This is the code accompanying the ScalarFlow data set https://ge.in.tum.de/publications/2019-scalarflow-eckert/. This code contains sources capture real-world scalar flow phenomena, i.e. calibrate cameras, control and record smoke plumes, post-process captured videos, reconstruct 3D density and 3D velocity from the 2D captured images, and post-process the reconstructed quantities. The reconstruction code is embedded in the mantaflow framework http://mantaflow.com/.
Below you can find instructions for compiling and running the code. First, install required software for mantaflow. Detailed instructions on how to compile and run mantaflow can be found at: http://www.mantaflow.com/install.html and http://www.mantaflow.com/quickstart.html. Then, clone the repository 'git clone https://bitbucket.org/marylen/reconstructscalarflows.git', go to repository, create build folder 'mkdir build', go to build folder 'cd build' build project 'cmake .. -DOPENMP=ON ,-DNUMPY='ON'', and make project 'make -j4'. If any errors occur, check the installation instructions for mantaflow.

**Instruction 1**.
Please render the records as a Markdown table with columns n and Line. Start with the line that contains "[point] every instance of the throw" and go on through the last line of the records, numbering each row and leaving out blank lines.
**Instruction 2**.
Write the next part of the passage about the ScalarFlow code, picking up right after its last sentence.

Rows from a dataset:
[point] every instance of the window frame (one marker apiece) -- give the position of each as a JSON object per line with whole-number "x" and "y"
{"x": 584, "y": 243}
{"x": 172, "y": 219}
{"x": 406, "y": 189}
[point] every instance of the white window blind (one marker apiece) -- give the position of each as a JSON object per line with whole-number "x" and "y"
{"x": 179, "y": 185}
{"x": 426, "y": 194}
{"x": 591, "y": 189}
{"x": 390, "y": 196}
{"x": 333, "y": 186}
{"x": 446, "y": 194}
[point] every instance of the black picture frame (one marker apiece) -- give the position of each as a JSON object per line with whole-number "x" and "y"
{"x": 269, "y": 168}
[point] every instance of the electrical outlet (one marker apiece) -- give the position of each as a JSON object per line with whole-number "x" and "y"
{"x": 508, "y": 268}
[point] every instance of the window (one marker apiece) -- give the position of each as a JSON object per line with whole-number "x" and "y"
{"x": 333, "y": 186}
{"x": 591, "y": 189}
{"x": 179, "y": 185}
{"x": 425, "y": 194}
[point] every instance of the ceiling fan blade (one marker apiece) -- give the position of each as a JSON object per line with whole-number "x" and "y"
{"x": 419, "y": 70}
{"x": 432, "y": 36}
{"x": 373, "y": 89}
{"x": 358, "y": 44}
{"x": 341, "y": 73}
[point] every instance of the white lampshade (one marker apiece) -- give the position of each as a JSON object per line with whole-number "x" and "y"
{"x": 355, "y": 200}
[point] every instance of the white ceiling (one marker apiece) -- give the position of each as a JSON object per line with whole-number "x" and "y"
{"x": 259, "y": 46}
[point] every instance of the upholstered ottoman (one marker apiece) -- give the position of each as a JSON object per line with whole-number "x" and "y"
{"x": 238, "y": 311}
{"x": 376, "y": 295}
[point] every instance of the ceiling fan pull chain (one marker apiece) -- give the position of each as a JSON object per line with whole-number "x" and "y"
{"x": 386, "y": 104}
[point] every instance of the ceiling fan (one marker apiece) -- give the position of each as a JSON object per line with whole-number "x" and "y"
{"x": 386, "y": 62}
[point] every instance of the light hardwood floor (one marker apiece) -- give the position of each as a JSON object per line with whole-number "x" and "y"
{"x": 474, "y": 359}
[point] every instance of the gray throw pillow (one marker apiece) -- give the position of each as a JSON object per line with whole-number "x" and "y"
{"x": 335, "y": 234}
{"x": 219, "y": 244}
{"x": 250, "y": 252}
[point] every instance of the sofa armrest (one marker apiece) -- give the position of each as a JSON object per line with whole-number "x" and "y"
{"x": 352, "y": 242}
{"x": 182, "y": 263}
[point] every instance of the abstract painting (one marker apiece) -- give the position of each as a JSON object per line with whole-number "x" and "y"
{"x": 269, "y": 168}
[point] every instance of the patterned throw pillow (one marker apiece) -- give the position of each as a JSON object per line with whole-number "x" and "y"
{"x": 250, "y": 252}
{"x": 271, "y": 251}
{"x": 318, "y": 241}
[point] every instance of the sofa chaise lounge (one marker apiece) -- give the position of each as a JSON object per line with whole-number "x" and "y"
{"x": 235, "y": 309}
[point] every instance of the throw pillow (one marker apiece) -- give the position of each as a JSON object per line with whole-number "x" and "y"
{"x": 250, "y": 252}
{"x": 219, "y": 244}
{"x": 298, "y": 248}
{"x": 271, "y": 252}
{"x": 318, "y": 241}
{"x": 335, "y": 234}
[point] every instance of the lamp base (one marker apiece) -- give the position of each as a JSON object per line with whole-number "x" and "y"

**Result 1**.
| n | Line |
|---|---|
| 1 | [point] every instance of the throw pillow (one marker apiece) -- give the position of each as a JSON object per line with whole-number "x" and "y" |
| 2 | {"x": 250, "y": 252} |
| 3 | {"x": 219, "y": 244} |
| 4 | {"x": 298, "y": 248} |
| 5 | {"x": 271, "y": 252} |
| 6 | {"x": 318, "y": 241} |
| 7 | {"x": 335, "y": 234} |
| 8 | [point] every instance of the lamp base (one marker apiece) -- give the position of each as a JSON object per line with whole-number "x" and "y" |

**Result 2**.
Next, download a test data set from ScalarFlow, e.g., a single tar file. You can request the download link here: https://forms.gle/ooPFuiMwYYE8TC1X6
The python scripts require several packages such as: numpy, matplotlib, scipy, opencv-python, picamera. Please install them where required.
The detailed instructions of how to use the scripts are given in the scripts themselves.
The scenes in the folder scenes/capture are not related to mantaflow, but are used to control the physical capture of the smoke plumes. The scripts are executed on the host computer controlling the physical capturing setup or on the Raspberry Pis controlling the cameras, servo motors, or smoke machine. These scripts were mostly developed by Daniel Frejek in his Bachelor's thesis "Optical Capture of Flow Data Utilizing Raspberry Pis" and guided research project "Improving a Low-Cost Capturing Process for Reconstructing Volume and Motion of Real Fluid Phenomena" and extended in the student's theses: “Experimental Capture of Smoke and Evaluation of Volume Reconstruction Algorithms” by Florian Reichhold and “Capturing Real Fluid Phenomena with Raspberry Pi Cameras” by Florian Alkofer.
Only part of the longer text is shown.